§ Task instructions
Transcribe the following records verbatim, everything from the line containing "This trail-cam photo was taken at dusk. Identify white" down to the line containing "[108,305,346,330]", both of those lines included.
☆ ☆ ☆
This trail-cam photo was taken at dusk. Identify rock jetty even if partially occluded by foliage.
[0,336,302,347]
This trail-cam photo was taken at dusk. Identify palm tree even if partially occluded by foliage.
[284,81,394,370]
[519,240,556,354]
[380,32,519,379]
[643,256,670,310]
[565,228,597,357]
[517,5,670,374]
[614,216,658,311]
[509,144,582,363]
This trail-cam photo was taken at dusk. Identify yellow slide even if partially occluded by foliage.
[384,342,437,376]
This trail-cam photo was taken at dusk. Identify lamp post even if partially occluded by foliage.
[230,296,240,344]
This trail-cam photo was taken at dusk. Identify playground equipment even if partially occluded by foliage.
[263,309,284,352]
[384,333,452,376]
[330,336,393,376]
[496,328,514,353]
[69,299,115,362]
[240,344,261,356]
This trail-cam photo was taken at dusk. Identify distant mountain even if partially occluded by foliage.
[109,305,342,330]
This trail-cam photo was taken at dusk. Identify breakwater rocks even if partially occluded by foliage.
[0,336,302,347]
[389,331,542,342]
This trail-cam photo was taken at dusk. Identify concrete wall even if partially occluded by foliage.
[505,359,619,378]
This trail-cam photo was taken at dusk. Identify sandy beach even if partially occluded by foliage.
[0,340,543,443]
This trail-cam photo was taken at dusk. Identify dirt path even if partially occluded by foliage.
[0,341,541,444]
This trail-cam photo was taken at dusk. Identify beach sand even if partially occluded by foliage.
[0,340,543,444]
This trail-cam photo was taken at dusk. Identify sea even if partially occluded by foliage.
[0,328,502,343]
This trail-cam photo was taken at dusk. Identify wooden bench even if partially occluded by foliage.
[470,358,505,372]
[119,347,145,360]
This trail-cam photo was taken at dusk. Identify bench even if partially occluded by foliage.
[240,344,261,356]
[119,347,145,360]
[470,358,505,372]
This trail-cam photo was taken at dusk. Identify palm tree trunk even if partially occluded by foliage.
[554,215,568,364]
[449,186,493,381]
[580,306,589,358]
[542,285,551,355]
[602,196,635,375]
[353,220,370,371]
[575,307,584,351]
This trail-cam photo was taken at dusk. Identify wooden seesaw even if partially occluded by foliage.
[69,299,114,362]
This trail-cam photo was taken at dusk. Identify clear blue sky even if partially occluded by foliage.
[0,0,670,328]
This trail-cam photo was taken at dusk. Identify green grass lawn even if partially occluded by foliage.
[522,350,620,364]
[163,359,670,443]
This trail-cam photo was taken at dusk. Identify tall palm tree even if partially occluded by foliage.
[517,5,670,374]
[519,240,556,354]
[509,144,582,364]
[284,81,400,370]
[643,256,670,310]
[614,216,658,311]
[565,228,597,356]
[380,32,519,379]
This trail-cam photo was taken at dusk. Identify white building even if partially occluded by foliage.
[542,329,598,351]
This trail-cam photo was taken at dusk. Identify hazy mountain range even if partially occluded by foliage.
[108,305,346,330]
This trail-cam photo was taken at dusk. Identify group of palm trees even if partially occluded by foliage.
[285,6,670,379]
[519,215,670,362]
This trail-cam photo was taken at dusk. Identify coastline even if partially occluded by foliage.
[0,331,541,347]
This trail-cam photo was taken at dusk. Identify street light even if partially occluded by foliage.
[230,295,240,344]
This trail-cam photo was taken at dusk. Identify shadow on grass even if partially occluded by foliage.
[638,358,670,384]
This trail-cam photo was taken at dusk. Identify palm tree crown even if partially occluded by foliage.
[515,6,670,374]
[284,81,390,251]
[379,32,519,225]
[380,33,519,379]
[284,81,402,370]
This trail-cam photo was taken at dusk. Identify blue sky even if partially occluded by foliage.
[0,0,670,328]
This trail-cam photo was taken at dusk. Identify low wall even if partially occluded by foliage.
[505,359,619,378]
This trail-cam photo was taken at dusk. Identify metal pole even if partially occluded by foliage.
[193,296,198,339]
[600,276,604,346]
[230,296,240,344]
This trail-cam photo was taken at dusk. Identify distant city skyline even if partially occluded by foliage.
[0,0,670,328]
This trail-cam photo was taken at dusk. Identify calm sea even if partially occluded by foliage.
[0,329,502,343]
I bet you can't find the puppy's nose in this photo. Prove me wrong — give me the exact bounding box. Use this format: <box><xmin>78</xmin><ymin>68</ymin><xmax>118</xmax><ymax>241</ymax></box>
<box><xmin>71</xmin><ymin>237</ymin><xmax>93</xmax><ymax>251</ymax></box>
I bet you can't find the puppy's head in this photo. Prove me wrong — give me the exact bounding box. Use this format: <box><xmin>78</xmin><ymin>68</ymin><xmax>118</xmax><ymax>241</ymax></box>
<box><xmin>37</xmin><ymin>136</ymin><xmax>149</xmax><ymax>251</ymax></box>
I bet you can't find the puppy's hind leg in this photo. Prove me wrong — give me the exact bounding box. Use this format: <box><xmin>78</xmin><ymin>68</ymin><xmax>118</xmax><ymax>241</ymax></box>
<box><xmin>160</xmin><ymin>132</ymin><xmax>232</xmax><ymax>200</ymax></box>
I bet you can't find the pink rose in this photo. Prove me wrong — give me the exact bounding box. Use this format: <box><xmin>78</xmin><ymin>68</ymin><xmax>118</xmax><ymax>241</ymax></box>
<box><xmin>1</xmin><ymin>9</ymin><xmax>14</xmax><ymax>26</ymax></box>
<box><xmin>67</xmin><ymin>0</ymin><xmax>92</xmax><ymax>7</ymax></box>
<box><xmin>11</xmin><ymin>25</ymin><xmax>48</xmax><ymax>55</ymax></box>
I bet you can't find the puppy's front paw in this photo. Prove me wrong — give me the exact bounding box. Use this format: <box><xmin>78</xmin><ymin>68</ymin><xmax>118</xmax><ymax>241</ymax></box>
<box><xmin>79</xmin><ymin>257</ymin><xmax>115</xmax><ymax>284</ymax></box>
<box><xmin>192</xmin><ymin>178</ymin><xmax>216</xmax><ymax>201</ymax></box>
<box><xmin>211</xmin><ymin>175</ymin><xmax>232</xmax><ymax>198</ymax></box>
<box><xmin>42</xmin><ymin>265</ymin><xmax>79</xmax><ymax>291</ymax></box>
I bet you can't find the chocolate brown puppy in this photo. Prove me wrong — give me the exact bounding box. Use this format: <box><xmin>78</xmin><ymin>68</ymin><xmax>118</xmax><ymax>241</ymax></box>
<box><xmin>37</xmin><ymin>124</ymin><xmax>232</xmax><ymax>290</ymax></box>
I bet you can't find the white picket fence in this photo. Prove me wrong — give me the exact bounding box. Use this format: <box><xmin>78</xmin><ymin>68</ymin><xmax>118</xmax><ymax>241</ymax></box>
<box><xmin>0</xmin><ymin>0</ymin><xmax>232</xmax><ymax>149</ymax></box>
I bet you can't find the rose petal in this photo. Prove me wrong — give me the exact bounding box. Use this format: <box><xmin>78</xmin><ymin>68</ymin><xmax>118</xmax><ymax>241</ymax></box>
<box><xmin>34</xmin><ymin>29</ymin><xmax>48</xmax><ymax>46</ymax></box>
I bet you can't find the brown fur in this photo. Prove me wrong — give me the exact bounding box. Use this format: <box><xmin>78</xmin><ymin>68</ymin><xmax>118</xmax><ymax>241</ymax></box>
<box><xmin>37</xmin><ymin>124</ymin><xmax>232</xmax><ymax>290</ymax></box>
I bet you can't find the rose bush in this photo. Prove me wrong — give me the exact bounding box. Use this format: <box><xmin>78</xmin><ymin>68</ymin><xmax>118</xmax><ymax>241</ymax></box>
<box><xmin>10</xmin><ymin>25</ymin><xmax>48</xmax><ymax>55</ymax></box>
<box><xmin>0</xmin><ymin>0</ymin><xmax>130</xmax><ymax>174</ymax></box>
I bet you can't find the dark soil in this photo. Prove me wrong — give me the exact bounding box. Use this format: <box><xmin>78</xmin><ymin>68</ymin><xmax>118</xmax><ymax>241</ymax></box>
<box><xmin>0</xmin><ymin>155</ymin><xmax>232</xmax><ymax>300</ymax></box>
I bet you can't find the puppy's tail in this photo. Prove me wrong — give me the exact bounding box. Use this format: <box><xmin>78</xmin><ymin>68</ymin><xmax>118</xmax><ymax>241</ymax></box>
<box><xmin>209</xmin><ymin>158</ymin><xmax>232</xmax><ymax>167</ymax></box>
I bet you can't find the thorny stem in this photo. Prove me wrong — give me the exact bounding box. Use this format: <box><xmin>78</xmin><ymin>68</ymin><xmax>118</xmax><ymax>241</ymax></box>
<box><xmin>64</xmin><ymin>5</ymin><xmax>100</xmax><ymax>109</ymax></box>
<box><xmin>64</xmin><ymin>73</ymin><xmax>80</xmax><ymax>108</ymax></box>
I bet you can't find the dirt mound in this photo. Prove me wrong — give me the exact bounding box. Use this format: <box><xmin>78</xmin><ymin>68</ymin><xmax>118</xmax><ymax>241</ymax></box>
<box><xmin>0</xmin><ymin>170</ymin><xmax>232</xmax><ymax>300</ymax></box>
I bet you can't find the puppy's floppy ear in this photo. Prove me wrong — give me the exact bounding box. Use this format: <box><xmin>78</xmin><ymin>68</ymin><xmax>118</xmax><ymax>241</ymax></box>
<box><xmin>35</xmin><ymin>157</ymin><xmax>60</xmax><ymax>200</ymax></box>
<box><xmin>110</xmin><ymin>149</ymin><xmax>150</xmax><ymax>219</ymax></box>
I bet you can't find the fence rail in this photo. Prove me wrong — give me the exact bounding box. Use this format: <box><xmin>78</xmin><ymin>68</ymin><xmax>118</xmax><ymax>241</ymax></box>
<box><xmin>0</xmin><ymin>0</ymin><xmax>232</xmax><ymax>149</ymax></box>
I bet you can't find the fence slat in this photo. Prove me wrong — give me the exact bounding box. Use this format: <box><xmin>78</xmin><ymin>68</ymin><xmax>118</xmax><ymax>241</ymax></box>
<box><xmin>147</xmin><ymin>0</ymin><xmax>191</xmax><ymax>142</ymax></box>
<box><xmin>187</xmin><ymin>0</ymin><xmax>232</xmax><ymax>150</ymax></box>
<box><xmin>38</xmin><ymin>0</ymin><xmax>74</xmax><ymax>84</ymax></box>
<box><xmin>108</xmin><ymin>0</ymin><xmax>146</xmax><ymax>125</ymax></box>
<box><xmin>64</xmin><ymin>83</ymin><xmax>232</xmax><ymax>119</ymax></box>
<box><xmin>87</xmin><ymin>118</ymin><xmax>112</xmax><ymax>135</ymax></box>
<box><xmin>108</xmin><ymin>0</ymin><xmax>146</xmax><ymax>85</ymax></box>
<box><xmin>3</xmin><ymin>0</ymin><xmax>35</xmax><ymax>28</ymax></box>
☆ ☆ ☆
§ Result for this task
This trail-cam photo was taken at dusk. Identify white building even if partially occluded by foliage.
[542,329,598,351]
This trail-cam photo was taken at dusk. Identify hazy mountain range even if partially occluded by foliage.
[108,305,346,330]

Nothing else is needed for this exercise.